<<<<
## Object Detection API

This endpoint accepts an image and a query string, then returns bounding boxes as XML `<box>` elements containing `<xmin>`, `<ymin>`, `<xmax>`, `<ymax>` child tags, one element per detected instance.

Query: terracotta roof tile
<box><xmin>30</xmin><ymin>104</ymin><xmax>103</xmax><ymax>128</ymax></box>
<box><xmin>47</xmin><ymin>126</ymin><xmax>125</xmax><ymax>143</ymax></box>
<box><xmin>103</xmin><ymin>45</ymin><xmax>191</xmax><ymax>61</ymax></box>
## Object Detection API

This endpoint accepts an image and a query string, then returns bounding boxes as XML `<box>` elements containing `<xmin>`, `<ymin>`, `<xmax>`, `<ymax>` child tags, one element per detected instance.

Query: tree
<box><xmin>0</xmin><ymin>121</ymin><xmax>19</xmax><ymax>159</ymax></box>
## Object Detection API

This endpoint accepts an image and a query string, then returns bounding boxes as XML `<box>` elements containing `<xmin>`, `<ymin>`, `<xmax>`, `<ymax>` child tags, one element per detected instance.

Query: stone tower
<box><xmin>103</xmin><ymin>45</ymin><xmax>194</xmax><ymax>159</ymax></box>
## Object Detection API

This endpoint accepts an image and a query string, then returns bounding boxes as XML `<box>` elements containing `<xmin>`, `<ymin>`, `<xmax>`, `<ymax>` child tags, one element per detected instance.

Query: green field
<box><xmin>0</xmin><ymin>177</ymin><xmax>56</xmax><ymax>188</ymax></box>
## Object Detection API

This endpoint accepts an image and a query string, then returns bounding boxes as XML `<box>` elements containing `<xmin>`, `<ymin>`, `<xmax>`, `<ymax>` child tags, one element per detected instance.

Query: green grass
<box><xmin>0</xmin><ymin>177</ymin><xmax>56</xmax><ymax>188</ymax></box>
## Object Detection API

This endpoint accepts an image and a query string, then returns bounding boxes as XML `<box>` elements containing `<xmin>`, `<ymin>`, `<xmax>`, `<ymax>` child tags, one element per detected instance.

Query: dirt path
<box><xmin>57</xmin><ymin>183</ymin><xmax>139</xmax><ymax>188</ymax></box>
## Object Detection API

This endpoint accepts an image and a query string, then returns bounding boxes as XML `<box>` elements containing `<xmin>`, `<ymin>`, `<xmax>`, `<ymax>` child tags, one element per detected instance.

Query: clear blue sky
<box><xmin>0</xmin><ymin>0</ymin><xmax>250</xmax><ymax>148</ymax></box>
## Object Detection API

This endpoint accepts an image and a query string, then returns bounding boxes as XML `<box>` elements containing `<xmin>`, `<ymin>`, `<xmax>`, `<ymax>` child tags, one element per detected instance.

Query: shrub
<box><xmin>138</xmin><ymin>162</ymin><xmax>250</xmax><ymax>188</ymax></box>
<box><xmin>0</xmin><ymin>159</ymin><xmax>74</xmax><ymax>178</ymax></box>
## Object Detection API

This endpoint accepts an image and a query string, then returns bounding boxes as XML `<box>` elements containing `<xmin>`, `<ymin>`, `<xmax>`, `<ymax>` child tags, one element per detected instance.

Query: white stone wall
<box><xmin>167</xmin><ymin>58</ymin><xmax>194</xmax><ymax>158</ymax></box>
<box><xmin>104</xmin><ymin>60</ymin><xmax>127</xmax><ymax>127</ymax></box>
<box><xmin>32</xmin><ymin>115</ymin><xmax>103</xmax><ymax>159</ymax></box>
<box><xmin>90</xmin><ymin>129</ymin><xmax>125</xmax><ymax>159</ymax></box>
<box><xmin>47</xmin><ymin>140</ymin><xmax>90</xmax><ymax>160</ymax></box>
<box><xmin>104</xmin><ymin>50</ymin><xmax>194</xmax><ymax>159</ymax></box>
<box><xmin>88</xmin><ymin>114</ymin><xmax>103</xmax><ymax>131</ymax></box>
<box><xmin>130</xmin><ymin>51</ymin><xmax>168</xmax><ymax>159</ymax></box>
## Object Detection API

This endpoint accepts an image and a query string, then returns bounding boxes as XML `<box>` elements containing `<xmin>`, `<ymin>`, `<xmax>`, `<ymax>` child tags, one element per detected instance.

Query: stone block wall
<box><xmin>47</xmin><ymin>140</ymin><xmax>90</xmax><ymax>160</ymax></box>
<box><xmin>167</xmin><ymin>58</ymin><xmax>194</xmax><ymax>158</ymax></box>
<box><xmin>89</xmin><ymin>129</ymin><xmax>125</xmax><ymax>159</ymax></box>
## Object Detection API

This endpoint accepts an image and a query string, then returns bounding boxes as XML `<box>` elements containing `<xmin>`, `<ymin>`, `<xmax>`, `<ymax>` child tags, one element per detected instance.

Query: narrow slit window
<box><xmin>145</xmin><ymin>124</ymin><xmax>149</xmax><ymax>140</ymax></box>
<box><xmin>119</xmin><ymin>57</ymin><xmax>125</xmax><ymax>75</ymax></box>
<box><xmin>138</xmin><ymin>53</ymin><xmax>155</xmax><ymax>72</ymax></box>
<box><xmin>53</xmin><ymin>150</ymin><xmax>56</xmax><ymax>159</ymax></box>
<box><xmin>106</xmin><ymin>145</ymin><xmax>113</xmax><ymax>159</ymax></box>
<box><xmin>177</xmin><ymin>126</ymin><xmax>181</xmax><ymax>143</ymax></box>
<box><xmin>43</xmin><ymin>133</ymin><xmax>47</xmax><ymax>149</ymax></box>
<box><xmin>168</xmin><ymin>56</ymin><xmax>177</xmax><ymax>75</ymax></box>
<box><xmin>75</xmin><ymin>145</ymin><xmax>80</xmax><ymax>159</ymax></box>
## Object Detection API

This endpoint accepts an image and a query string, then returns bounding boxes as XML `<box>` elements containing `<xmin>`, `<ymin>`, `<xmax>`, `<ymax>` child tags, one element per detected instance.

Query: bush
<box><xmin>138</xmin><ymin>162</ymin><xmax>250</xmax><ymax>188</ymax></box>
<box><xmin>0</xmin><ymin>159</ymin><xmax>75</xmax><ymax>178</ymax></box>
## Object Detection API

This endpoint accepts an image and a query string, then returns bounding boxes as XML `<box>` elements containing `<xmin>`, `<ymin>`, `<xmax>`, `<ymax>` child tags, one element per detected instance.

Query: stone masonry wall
>>>>
TASK TO COMPLETE: Pick out every line in the listing above that contains the word "stone", and reproduce each such line in full.

COMPLETE ANSWER:
Query: stone tower
Query: white stone wall
Query: stone block wall
Query: stone masonry wall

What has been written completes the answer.